WORK TO BE COMPLETED:
Copy the passage of the article on Yoweri Museveni from "Monday, Sep. 01, 1997" to "Africa, like cows." word for word.

SUPPLIED TEXT:
Monday, Sep. 01, 1997

AN AFRICAN FOR AFRICA

By Johanna McGeary

On a continent normally consigned to the political and economic dustheap, Yoweri Museveni has amply demonstrated that he is something different. The President of Uganda, respected at home as Central Africa's intellectual compass and admired abroad as the harbinger of good news for a blighted region, has successfully resurrected his own benighted country and now fully intends to help neighboring leaders do the same for theirs. The secret? Things long deemed heretical there, like Africans taking charge of their own future, like the virtues of the free market, like a United States of Africa, like cows.

The cows are a constant touchstone for Museveni, the firm ground beneath a philosophy he believes can rescue Africa from chaos. So he often repairs to his cattle ranch in the green hills of Rwakitura where he grew up and where his father before him and his son after him tend the long-horned herds. As the cows file through the gate to the communal wateringhole, Museveni softly calls each by name. "This one is Gaju Ya Bihogo," he says. "That one is Kiremba Kya Ngabo. The gray one over there is descended from my grandfather's herd." Surveying the cattle with an expert eye, he asks his herdsman why one is limping, who is the mother of this young one. "Good cows," he says, "need good politics."

So do Africans. That is why Museveni invited himself this month to Kinshasa, capital of neighboring Democratic Republic of Congo, which was Zaire until a few months ago. He was worried that Laurent Kabila, the rebel he helped to the country's presidency, was not making quick enough progress in restoring the ruined country. The meeting had all the ceremony of a summit, but it was really an opportunity for Museveni to give his friend some discreet but blunt advice. "They must start to move here," said Museveni afterward. "People expect to see things happening. Kabila wants to help his people, so that's half the battle won. We can help with the rest."

DATA ROWS:
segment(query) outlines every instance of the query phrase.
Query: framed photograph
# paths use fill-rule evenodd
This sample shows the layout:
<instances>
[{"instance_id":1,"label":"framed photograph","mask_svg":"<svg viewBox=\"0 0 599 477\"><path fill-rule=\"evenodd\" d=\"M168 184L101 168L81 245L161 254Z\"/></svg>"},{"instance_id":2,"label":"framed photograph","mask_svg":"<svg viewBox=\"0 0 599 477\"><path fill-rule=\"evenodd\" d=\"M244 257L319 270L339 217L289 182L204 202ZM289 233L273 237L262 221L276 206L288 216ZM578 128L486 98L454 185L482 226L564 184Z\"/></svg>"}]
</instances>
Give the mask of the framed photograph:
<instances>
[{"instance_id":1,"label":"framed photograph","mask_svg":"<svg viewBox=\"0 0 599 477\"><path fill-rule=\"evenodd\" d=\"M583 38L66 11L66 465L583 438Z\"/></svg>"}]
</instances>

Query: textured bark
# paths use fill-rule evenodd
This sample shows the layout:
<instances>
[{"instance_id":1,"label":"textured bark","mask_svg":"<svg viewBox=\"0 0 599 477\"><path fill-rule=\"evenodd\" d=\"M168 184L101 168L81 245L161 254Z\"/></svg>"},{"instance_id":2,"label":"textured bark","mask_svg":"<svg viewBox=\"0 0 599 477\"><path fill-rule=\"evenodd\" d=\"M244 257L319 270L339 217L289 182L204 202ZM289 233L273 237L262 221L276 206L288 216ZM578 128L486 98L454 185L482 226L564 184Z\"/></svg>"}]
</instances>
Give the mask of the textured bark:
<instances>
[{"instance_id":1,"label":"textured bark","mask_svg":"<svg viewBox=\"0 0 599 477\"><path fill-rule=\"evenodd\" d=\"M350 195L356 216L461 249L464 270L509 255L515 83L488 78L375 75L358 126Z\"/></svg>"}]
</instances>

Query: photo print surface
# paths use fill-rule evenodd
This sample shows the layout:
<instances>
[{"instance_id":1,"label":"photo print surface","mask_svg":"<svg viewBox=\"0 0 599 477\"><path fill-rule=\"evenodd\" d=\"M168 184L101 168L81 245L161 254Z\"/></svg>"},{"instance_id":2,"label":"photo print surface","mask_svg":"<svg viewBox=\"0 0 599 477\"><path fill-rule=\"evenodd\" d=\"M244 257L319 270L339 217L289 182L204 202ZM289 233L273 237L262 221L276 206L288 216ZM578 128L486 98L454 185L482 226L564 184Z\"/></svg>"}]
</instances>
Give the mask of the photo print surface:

EXERCISE OUTPUT:
Monday, Sep. 01, 1997

AN AFRICAN FOR AFRICA

By Johanna McGeary

On a continent normally consigned to the political and economic dustheap, Yoweri Museveni has amply demonstrated that he is something different. The President of Uganda, respected at home as Central Africa's intellectual compass and admired abroad as the harbinger of good news for a blighted region, has successfully resurrected his own benighted country and now fully intends to help neighboring leaders do the same for theirs. The secret? Things long deemed heretical there, like Africans taking charge of their own future, like the virtues of the free market, like a United States of Africa, like cows.